WHAT YOU ARE ASKED TO DO:
Give back all the data exactly, line by line.

ROWS:
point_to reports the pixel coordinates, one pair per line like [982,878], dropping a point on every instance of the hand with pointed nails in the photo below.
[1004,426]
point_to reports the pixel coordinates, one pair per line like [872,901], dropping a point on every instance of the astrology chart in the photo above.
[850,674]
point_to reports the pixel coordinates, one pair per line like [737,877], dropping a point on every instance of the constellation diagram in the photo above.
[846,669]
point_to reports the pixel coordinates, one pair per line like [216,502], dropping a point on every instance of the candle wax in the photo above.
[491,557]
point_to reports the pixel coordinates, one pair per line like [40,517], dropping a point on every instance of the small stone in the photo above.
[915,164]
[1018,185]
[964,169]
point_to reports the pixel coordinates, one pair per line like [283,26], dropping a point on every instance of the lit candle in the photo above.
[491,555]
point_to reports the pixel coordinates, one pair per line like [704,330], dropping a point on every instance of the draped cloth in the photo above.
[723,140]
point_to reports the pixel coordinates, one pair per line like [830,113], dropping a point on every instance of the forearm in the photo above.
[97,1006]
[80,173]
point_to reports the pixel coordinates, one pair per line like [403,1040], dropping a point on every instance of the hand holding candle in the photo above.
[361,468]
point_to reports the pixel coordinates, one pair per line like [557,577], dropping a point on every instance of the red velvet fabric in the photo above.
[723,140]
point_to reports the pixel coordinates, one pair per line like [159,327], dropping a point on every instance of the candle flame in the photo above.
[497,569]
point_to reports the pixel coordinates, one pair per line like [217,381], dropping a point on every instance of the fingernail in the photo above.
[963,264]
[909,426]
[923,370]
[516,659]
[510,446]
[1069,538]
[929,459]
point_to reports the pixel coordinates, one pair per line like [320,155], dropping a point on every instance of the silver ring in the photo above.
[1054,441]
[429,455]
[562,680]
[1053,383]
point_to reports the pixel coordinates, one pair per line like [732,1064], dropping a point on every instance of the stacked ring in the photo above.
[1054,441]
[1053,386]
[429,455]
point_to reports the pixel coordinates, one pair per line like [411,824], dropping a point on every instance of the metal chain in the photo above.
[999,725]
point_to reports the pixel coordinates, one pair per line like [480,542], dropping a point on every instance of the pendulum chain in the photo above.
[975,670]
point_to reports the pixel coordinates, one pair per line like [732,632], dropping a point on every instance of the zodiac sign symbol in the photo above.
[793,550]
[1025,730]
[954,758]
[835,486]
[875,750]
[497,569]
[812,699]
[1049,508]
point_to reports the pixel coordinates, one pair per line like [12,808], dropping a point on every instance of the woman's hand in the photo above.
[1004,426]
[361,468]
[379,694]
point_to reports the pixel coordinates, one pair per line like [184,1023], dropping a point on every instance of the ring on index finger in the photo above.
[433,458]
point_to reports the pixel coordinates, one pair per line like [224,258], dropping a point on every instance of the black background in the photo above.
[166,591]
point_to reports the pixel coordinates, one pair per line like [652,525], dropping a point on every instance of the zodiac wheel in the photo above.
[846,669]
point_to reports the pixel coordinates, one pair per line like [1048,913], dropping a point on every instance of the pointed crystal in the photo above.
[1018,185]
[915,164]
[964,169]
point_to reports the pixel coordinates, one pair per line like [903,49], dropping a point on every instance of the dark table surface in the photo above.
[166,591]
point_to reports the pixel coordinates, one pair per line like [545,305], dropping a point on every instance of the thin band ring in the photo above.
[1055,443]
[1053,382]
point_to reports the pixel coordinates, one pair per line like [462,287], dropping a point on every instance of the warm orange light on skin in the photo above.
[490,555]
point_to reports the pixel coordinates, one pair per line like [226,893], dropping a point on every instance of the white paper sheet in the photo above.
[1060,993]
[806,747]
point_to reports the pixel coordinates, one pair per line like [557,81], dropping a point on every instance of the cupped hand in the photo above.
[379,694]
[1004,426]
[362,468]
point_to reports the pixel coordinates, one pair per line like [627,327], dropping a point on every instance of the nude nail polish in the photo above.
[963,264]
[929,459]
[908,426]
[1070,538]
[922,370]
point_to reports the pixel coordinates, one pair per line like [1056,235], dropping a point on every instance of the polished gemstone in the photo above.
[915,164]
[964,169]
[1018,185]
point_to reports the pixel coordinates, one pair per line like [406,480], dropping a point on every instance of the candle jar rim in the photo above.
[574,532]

SOLUTION TO THIS TASK:
point_to reports the pixel coordinates, one pair per line like [982,878], dropping a point on every instance of the hand with pointed nails in the photo below.
[1004,426]
point_to reports the pixel coordinates, one pair per line like [872,901], dropping a point on every instance of the astrology chart in the photo above.
[850,674]
point_to reports the pixel coordinates, one pair per line like [737,877], dropping a point on every instance of the constellation diagram in the photo above.
[846,669]
point_to reports the pixel coordinates, one pair per line like [216,502], dropping a point on every instance of the candle wax in the photo above.
[491,557]
point_to reports the pixel coordinates, one pair per line like [40,517], dropping a point on every instance of the small stone in the photo above.
[915,164]
[1018,185]
[964,169]
point_to reports the pixel coordinates, one pair per line like [283,26], dropping a point on every instance of the lit candle in the photo above.
[491,555]
point_to reports the pixel coordinates, one pair per line like [704,330], dropping a point on every instance of the draped cloth in the photo above.
[723,140]
point_to reports the pixel coordinates, one pair per line like [830,113], dropping a point on every instance of the forearm in the photo above.
[97,1006]
[80,173]
point_to reports the pixel coordinates, one pair per line like [403,1040], dropping a point on every instance of the hand holding candle in the photo above.
[361,468]
point_to reports the pixel coordinates, one pair per line like [557,577], dropping a point on every instance of the red velvet fabric in the photo above.
[723,140]
point_to reports the pixel coordinates, one pair per line like [159,327], dropping a point on every instance of the candle flame in the photo above.
[497,569]
point_to reports the pixel coordinates, one pair per line like [217,381], dropping a point on every instance of the fingernail in the photo above.
[963,264]
[909,426]
[923,370]
[516,659]
[510,446]
[1069,538]
[929,459]
point_to reports the pixel coordinates, one pair per line like [320,155], dropping a point on every instance of the silver ring in the photo above.
[1054,441]
[429,455]
[562,680]
[1053,383]
point_to reports the pixel coordinates, one pair per line like [732,1064], dropping a point on every instance of the stacked ring in the photo above.
[1054,441]
[1053,386]
[429,455]
point_to reports the pixel coordinates, one pair per line like [411,824], dropping a point on every instance of the metal chain in the photo above.
[999,725]
point_to reports the pixel coordinates, one pair per line like [480,542], dropping a point on every instance of the pendulum chain in the photo above.
[975,670]
point_to reports the pixel coordinates, one pair per line like [732,632], dropping a point on every instance of the zodiac sign symbol in the photo above.
[793,550]
[1025,730]
[954,758]
[835,486]
[875,750]
[497,569]
[812,699]
[1049,508]
point_to reports the pixel coordinates, one pair per line like [12,808], dropping a point on every instance of the woman's hand in the photo above.
[1004,426]
[361,468]
[379,694]
point_to reports the pixel coordinates, one pair per line like [184,1023], dropping a point on every instance of the ring on index finger in the photo above.
[433,458]
point_to reports the pixel coordinates, one pair per line like [224,258], dropping a point on every instance of the black background in the photo above.
[166,591]
point_to reports the pixel coordinates, one pair per line like [652,525], dropping a point on every instance of the zodiac wheel in the photo above.
[846,669]
point_to reports the pixel coordinates, one pair per line like [1048,913], dropping a point on every instance of the pointed crystal in the photo above.
[1018,185]
[915,164]
[964,169]
point_to reports the pixel coordinates, one pair per line like [903,49], dropping a point on every instance of the dark table surface in the photo above.
[166,591]
point_to reports the pixel coordinates, one pair per line like [545,305], dropping a point on every instance of the thin band ring in the photo above.
[1055,443]
[1053,382]
point_to reports the pixel coordinates, one pair per line like [462,287], dropping a point on every instance of the warm orange light on skin in the photo above.
[490,555]
point_to reports the pixel coordinates, one pair per line like [226,893], dropping a point on every instance of the white paper sheet in the photo above.
[1060,993]
[806,747]
point_to reports the pixel coordinates, one pair per line like [557,81], dropping a point on every instance of the cupped hand in the photo above.
[379,694]
[1004,426]
[362,468]
point_to reports the pixel coordinates, one pair per line like [627,327], dropping a point on every instance of the nude nail polish in the photo above.
[963,264]
[929,459]
[908,426]
[1070,538]
[922,370]
point_to reports the pixel coordinates, one pair per line like [1056,235], dropping a point on every instance of the polished gemstone in the photo above.
[915,164]
[964,169]
[1018,185]
point_to reports the pixel coordinates, one pair per line like [406,480], dropping a point on every instance of the candle jar rim in the photo above.
[574,532]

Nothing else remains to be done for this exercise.